> _Provided passage_:
>>>>>

# Replaced piston and cylinder (No start now) Help Please !!!!



## Viper32 (Sep 18, 2005)

Okay some may have been reading my problems with this 31cc motor, anyways the motor was seized when I got it, I discovered the piston and rings were busted, also scarred the block. I got another piston and block and replaced, now I cannot for the life of me get the thing to start. I have spark and gas but it just will not run. I took plug out and left it next to opening of plug hole and pulled the rope and I got two or three fire flames. I put plug back in and still no start. I mean it never even sounds like its going to start. Could I have put something back wrong when replacing piston and block? This was new parts so I am pretty sure they are ok. I am at my witts end and cannot for the life of me figure this one out. Could I be getting spark at the wrong time? I had the whole motor apart, could it be the timing some way? If so how can I check for this?

Viper


----------



## hankster (Jan 1, 1998)

As I said in the other thread I would say that since you had the clutch come loose that the flywheel key is sheared. The flywheel key locates the flywheel properly on the crannkshaft.

Please don't start more then one thread for the same unit as it as it makes it much harder to keep track of what you are working one.


----------



## Viper32 (Sep 18, 2005)

hankster said:


> As I said in the other thread I would say that since you had the clutch come loose that the flywheel key is sheared. The flywheel key locates the flywheel properly on the crannkshaft.
> 
> Please don't start more then one thread for the same unit as it as it makes it much harder to keep track of what you are working one.


Sorry for not knowing the rules, I did not find the flywheel key sheered, The clutch had just spun loose. I actually did not even see a key in the flywheel. Is the flywheel pressed on? How do I remove to inspect what you are talking about? Thanks for the help........

Viper


----------



## bugman (Aug 12, 2004)

a made into the flywheel deal most likely


----------



## hankster (Jan 1, 1998)

<<<<<

> _Extracted entries_:

>>>>>

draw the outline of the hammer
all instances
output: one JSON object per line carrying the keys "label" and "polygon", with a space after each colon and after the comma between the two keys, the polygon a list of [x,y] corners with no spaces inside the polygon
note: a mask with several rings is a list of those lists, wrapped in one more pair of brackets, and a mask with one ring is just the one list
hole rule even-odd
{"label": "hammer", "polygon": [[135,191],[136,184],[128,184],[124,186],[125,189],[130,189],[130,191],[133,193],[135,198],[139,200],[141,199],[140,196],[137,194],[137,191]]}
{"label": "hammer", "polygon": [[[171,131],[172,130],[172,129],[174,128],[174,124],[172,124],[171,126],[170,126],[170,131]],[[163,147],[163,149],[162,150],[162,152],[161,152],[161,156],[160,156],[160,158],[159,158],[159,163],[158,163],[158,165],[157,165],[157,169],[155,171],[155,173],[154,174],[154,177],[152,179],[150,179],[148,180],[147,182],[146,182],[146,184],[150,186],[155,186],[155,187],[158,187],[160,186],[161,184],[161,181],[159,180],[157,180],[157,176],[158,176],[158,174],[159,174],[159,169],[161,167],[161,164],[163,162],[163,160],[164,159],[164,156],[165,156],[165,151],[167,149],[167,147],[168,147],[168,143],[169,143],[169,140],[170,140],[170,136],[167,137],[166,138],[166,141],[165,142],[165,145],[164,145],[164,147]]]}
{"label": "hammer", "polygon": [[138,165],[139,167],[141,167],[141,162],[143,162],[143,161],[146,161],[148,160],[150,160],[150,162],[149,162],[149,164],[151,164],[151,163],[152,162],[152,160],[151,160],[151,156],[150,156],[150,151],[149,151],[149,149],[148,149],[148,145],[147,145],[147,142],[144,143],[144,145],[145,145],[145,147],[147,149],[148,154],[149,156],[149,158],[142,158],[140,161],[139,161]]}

<<<<<
>>>>>

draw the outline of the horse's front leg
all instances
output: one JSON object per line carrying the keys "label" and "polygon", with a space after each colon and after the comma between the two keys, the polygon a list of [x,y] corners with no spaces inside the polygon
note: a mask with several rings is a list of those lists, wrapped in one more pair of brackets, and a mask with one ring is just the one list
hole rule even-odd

<<<<<
>>>>>

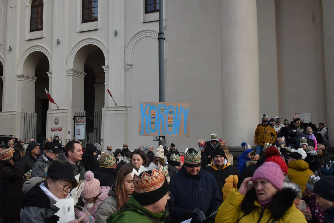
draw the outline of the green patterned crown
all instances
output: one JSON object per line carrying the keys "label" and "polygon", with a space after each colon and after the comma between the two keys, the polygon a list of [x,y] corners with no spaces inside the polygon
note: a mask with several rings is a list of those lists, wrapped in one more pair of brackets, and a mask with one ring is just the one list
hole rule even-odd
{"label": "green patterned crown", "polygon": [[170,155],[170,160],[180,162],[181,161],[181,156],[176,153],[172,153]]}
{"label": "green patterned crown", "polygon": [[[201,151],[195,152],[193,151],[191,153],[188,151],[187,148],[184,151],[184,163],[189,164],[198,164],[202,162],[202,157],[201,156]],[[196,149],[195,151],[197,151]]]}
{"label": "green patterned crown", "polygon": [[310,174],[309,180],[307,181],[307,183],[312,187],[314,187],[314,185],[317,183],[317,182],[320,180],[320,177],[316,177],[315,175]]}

<<<<<

> _Tasks_:
1. Print the stretch of the small-engine thread from "Sorry for not" through "(Aug 12, 2004)", word for word.
2. Count how many lines of the records contain the word "patterned" and give only that number.
The records are unrelated to the small-engine thread.

> _Problem solutions_:
1.
Sorry for not knowing the rules, I did not find the flywheel key sheered, The clutch had just spun loose. I actually did not even see a key in the flywheel. Is the flywheel pressed on? How do I remove to inspect what you are talking about? Thanks for the help........

Viper


----------



## bugman (Aug 12, 2004)

2. 4